Please write out the whole listing that follows exactly; the pictures stay out.

**Data provided**
:::::
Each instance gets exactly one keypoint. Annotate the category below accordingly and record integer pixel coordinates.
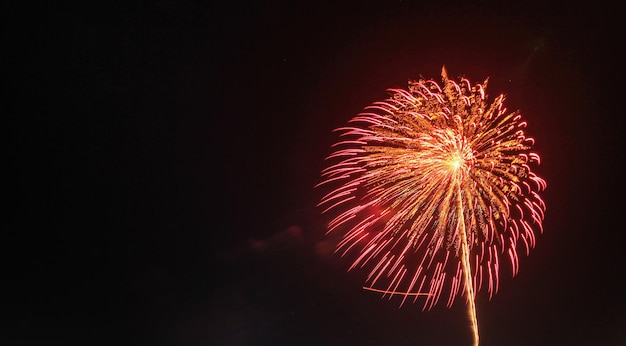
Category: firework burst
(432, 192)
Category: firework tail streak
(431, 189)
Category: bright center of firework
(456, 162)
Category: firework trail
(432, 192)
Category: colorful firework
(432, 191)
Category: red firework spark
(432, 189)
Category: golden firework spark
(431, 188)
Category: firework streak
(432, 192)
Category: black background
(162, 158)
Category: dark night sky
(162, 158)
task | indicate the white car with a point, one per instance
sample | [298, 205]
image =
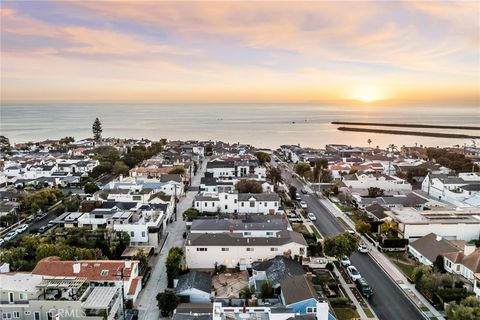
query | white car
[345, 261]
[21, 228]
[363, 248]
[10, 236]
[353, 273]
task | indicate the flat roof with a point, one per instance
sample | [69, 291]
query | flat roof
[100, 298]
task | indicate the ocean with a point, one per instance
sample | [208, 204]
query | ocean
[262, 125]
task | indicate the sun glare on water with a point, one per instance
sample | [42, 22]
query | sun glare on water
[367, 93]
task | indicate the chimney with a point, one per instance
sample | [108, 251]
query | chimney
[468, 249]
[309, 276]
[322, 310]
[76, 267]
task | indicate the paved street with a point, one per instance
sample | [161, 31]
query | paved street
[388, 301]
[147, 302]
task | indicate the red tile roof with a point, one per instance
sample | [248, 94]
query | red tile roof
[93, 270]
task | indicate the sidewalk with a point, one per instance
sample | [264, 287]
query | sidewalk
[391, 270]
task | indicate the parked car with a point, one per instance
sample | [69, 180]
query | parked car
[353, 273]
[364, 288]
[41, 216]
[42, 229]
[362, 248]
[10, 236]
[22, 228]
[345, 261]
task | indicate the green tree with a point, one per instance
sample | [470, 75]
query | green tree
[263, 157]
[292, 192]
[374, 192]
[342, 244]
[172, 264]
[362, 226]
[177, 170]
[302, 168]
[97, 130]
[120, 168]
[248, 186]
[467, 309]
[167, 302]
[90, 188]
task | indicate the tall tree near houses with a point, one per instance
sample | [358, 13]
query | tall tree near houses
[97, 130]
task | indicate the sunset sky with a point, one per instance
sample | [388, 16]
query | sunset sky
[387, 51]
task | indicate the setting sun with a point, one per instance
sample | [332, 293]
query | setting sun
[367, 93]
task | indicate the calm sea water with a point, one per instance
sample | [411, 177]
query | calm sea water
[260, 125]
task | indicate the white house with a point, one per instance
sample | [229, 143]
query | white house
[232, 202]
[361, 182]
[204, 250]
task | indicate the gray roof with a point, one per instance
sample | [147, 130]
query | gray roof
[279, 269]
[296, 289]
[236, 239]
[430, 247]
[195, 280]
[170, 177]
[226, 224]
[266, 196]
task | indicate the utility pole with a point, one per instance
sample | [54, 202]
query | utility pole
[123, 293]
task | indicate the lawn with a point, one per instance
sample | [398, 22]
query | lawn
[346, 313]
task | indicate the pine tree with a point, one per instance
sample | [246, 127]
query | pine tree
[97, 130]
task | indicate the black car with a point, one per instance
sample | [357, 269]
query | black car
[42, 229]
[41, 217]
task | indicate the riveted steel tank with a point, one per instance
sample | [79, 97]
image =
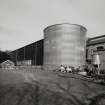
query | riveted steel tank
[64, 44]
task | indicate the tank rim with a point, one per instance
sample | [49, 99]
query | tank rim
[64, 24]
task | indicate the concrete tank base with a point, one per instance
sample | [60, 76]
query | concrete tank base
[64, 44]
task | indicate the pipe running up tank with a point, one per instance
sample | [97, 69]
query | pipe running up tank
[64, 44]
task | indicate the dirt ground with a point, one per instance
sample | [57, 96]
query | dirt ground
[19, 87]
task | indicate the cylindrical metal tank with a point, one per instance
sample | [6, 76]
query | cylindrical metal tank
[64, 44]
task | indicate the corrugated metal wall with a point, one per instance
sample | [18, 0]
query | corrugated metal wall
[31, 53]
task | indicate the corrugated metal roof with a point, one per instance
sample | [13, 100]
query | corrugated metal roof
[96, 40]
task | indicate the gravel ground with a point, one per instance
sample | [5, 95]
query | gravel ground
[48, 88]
:::::
**Result of the exercise**
Each instance gets exactly one keypoint. Annotate the category below accordingly and record integer pixel coordinates.
Category: firework burst
(432, 192)
Category: firework tail streak
(431, 189)
Category: bright center of firework
(456, 162)
Category: firework trail
(432, 192)
Category: colorful firework
(432, 191)
Category: red firework spark
(432, 189)
Category: golden firework spark
(431, 188)
Category: firework streak
(432, 192)
Category: black background
(162, 158)
Category: dark night sky
(162, 158)
task | indicate the white car with a point, one per instance
sample | [298, 205]
image =
query | white car
[345, 261]
[21, 228]
[363, 248]
[10, 236]
[353, 273]
task | indicate the flat roof with a point, one per instance
sample | [69, 291]
query | flat roof
[100, 298]
task | indicate the ocean with a point, one per instance
sample | [208, 204]
query | ocean
[262, 125]
task | indicate the sun glare on water with a point, one per instance
sample | [42, 22]
query | sun glare on water
[367, 93]
task | indicate the chimney with a point, one per instance
sample | [108, 251]
query | chimney
[468, 249]
[309, 276]
[322, 310]
[76, 267]
task | indicate the paved street with a point, one per instance
sample | [161, 31]
query | paved street
[388, 301]
[147, 302]
task | indicate the red tile roof with a point, one per instance
sample | [248, 94]
query | red tile roof
[93, 270]
task | indicate the sidewalk with a point, one per instance
sample | [264, 287]
query | sidewalk
[391, 270]
task | indicate the parked car with a point, one per instance
sample | [69, 180]
query | parked car
[353, 273]
[364, 288]
[41, 216]
[42, 229]
[362, 248]
[10, 236]
[22, 228]
[345, 261]
task | indicate the green tree with a point, one per instance
sample | [470, 75]
query | green tree
[263, 157]
[292, 192]
[374, 192]
[342, 244]
[172, 264]
[362, 226]
[177, 170]
[302, 168]
[97, 130]
[120, 168]
[248, 186]
[467, 309]
[167, 302]
[90, 188]
task | indicate the tall tree near houses with a point, one per instance
sample | [358, 13]
query | tall tree near houses
[97, 130]
task | indicate the sunset sky with a point, one per instance
sample | [388, 16]
query | sunset sky
[387, 51]
task | indicate the setting sun with a point, one per instance
sample | [332, 293]
query | setting sun
[367, 93]
task | indicate the calm sea water with a point, one per instance
sample | [411, 177]
query | calm sea water
[260, 125]
task | indicate the white house with a point, one per instance
sample | [229, 143]
query | white house
[232, 202]
[361, 182]
[204, 250]
task | indicate the gray roof with a point, one per instance
sample | [147, 130]
query | gray roof
[279, 269]
[296, 289]
[236, 239]
[430, 247]
[195, 280]
[170, 177]
[226, 224]
[266, 196]
task | indicate the utility pole with a point, one per instance
sample | [54, 202]
query | utility pole
[123, 293]
task | indicate the lawn with a point, one per instance
sample | [398, 22]
query | lawn
[346, 313]
task | indicate the pine tree with a point, one per instance
sample | [246, 127]
query | pine tree
[97, 130]
task | indicate the black car with a point, one per instance
sample | [357, 269]
query | black car
[42, 229]
[41, 217]
task | indicate the riveted steel tank with a point, one per instance
sample | [79, 97]
image =
query | riveted steel tank
[64, 44]
task | indicate the tank rim with a point, one per instance
sample | [49, 99]
query | tank rim
[64, 24]
task | indicate the concrete tank base with a point, one per instance
sample | [60, 76]
query | concrete tank base
[64, 44]
task | indicate the pipe running up tank with a point, one per instance
sample | [97, 69]
query | pipe running up tank
[64, 44]
task | indicate the dirt ground with a point, one per instance
sample | [57, 96]
query | dirt ground
[19, 87]
task | indicate the cylindrical metal tank with a point, one per instance
sample | [6, 76]
query | cylindrical metal tank
[64, 44]
task | indicate the corrugated metal wall with a point, one per instance
sample | [18, 0]
query | corrugated metal wall
[31, 53]
task | indicate the corrugated metal roof with a point, one per instance
sample | [13, 100]
query | corrugated metal roof
[96, 40]
task | indicate the gravel ground with a point, one per instance
sample | [5, 95]
query | gravel ground
[48, 88]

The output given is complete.